• _WHAT IS REQUIRED_:
Starting at the line that contains "Target: white ford car", quote each line exactly through the last line of the entries, both included.

• _Stored items from a collection_:
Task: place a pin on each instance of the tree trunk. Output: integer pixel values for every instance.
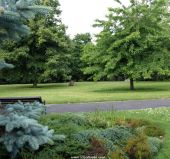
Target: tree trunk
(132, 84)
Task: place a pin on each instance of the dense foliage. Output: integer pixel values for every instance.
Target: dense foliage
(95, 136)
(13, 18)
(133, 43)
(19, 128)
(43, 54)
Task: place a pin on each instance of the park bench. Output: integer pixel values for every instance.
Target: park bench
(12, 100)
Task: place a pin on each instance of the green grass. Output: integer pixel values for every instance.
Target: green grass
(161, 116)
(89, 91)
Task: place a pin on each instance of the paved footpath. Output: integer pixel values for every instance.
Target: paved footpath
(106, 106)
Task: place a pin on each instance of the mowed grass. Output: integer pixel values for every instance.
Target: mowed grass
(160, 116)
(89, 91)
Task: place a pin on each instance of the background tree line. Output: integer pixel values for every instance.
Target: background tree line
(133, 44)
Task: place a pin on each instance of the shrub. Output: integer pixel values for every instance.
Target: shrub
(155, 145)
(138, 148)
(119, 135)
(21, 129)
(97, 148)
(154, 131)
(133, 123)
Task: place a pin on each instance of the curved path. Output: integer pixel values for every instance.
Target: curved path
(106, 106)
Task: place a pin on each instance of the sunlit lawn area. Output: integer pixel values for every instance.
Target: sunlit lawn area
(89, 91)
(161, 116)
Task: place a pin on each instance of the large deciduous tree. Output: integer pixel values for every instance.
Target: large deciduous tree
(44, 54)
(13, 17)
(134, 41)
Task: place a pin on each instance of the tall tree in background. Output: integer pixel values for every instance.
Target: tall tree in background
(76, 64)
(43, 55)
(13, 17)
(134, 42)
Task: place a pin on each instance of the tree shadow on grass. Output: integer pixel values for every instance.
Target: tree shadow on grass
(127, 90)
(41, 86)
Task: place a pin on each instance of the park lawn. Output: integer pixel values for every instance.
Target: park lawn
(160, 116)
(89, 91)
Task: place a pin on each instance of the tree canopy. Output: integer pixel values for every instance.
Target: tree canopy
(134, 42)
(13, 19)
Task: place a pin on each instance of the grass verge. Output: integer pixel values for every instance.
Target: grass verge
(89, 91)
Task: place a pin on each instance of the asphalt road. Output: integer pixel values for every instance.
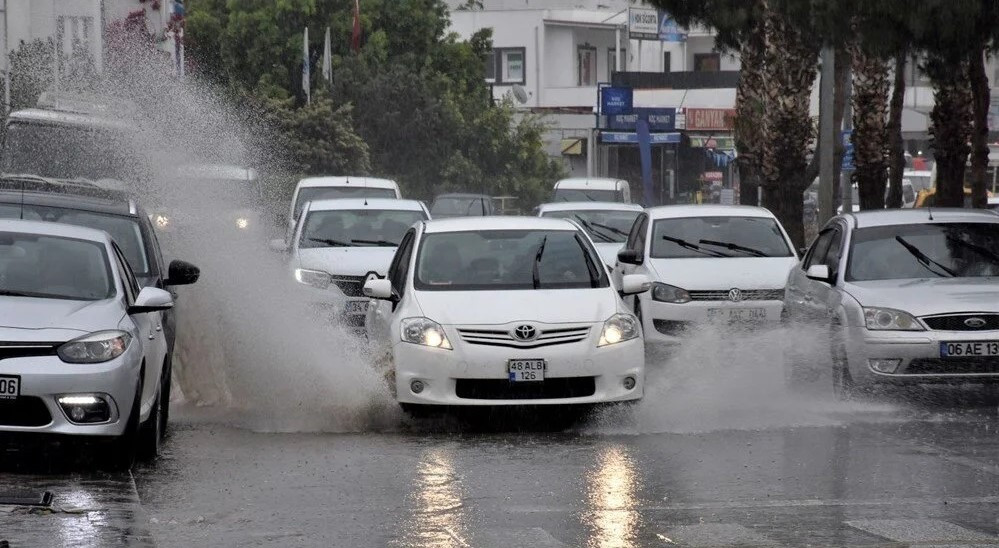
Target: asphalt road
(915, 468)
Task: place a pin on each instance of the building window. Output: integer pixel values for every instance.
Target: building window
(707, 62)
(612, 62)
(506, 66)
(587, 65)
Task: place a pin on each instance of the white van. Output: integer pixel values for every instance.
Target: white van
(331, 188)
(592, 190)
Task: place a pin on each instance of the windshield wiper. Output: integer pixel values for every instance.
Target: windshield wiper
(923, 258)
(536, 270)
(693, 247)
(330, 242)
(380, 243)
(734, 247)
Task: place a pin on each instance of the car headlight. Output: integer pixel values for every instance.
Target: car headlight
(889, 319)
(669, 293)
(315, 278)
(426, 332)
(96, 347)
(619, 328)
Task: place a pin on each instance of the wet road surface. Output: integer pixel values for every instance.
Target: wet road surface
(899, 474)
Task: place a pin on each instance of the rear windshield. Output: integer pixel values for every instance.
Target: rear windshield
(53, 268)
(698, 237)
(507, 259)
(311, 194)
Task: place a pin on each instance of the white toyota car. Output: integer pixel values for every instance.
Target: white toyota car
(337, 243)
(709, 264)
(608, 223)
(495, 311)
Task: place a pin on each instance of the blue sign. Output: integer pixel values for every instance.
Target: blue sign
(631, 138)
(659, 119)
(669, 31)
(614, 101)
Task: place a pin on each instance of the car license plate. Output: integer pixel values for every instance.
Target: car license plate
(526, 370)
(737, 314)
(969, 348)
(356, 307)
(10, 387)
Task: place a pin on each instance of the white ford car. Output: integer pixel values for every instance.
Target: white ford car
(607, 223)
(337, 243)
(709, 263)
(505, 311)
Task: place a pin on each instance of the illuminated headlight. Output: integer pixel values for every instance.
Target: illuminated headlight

• _THE ANSWER_:
Target: white ford car
(607, 223)
(337, 243)
(709, 263)
(505, 311)
Task: place a pin on each instance of the illuminated headlight. Output: integer pixel values for every instance.
Target: illuminated headlight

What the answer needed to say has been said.